━━━━━ SELECTED TEXT

Books: Thriller

3 minute read
TIME

In the spring of 1942 a group of sailors were lolling on the gun deck of a transport at Samoa. One of them picked up a battered, coverless novel and began to read it aloud.

Page one: Bill Saunders beats up an ex-pugilist bouncer in a pub. Page two: the ex-pug is dead and Bill is chased through the streets of London. Page three: Bill breaks into a room to hide, finds there a pretty salesgirl named Jane, and spends the night with her.

Somebody on the deck remarked that this was a book real he-men should read. It was called Kiss the Blood off My Hands. They tore it apart, chapter by chapter, and passed it around.

Bill holds up taxis, pummels prostitutes, robs crooked gamblers, assaults swells in evening clothes—then suddenly discovers he is in love with still-innocent Jane. Jane runs away, hides—then suddenly discovers she loves Bill. For a while they are passionately happy together. But a blackmailer who knows that Bill killed the bouncer suddenly turns up, demands a pound a week and Jane’s favors. Jane kills him. Bill gives a crooked skipper £100 to smuggle Jane out of the country. . . .

That was as far as the men on the gun deck got. The last two chapters had been lost overboard.

Their transport sailed to New Zealand, and the men scoured the bookstores in vain. The transport sailed on. was sunk in the Solomons. Machinist’s Mate Third Class Lloyd Powers, one of the men on the gun deck, got back to the U.S. last January, made another unsuccessful search for a copy of the book. When he landed briefly in the San Diego Naval Hospital, he pestered Librarian Jeanette Barry to try. She appealed for help in Publishers’ Weekly, but still no copy turned up.

━━━━━━━━━━
━━━━━ GIVEN INFORMATION

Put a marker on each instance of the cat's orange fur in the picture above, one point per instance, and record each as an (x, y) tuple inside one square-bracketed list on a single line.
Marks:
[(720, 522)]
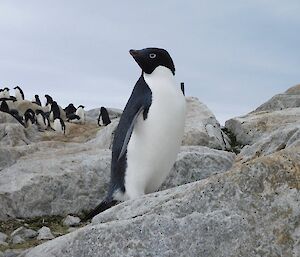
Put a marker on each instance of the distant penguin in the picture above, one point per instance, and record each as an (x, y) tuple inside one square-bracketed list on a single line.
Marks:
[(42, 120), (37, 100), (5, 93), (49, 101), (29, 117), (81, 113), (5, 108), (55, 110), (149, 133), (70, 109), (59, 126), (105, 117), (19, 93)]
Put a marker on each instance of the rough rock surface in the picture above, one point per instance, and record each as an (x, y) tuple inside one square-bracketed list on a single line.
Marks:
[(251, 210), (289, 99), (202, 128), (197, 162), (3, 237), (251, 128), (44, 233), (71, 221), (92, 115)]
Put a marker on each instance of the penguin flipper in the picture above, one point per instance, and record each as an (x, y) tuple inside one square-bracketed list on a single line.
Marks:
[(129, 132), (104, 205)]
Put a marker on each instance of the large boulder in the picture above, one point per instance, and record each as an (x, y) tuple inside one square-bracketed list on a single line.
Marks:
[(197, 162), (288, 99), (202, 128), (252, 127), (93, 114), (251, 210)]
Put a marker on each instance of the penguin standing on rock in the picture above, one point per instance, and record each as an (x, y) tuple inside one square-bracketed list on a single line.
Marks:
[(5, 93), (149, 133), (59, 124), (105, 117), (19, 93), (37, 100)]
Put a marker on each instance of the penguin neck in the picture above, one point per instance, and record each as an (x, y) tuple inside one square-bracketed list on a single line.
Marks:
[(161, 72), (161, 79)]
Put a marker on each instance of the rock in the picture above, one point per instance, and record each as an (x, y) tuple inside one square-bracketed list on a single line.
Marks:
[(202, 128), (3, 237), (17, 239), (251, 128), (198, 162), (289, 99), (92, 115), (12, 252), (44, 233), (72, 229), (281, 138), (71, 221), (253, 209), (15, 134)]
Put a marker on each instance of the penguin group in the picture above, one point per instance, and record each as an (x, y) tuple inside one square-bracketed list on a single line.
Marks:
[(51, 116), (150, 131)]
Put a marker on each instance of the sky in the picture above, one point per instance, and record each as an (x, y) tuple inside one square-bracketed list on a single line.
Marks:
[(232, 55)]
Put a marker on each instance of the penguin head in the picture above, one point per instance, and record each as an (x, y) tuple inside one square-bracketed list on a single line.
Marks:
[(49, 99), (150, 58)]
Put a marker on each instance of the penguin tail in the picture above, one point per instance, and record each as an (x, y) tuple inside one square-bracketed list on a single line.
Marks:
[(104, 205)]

━━━━━━━━━━
━━━━━ GIVEN INFORMATION

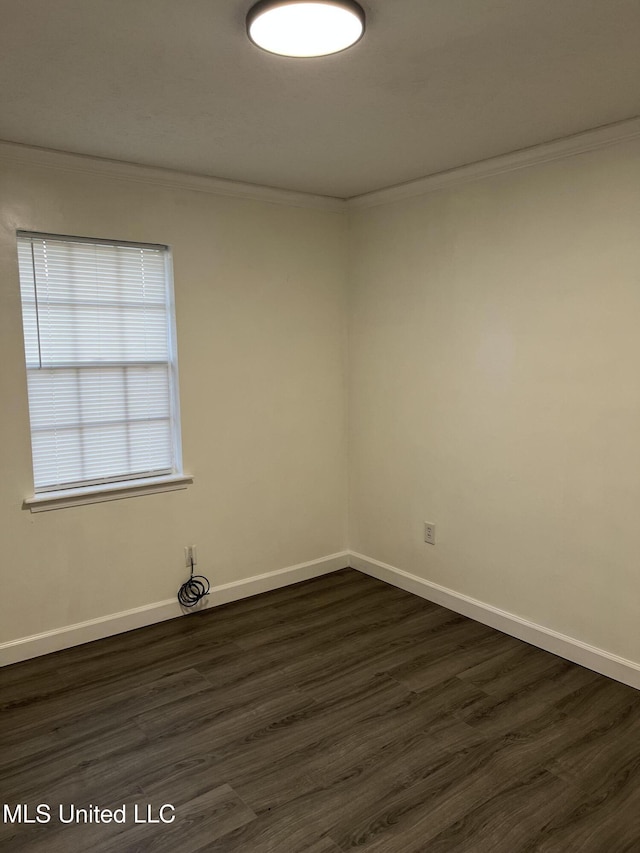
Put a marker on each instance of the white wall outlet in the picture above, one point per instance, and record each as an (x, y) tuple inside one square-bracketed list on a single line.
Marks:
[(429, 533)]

━━━━━━━━━━

__WHAT THE EXERCISE ASKS__
Carry on the TIME article about the sailors hunting for the missing ending of Kiss the Blood off My Hands, starting right after its final sentence.

__RESULT OF THE TASK__
Kiss the Blood off My Hands was published by Jarrolds in England in 1940, shortly before Jarrolds was bombed out in the blitz. It was the first novel of 37-year-old Gerald Butler, a onetime chemist who is now director of an advertising firm, and it sold 232,000 copies. He has since written three more novels.

British reviewers took Kiss the Blood off My Hands seriously. Their main complaint: the last two chapters were pure sensationalism.

After Jane kills the blackmailer, Bill first knocks out the attendant at a parking lot, then the owner of a car which he needs to make a getaway. With the unconscious driver in the seat beside him, Bill runs into a bicyclist, and police give chase. When the police car draws alongside, Bill swerves his car into it, wrecks his own to boot. Jane is hurt, the police unconscious, Bill kills the car owner (so the police will blame him for hitting the cyclist), carries Jane, her face so disfigured that she is safe from recognition, to a hospital.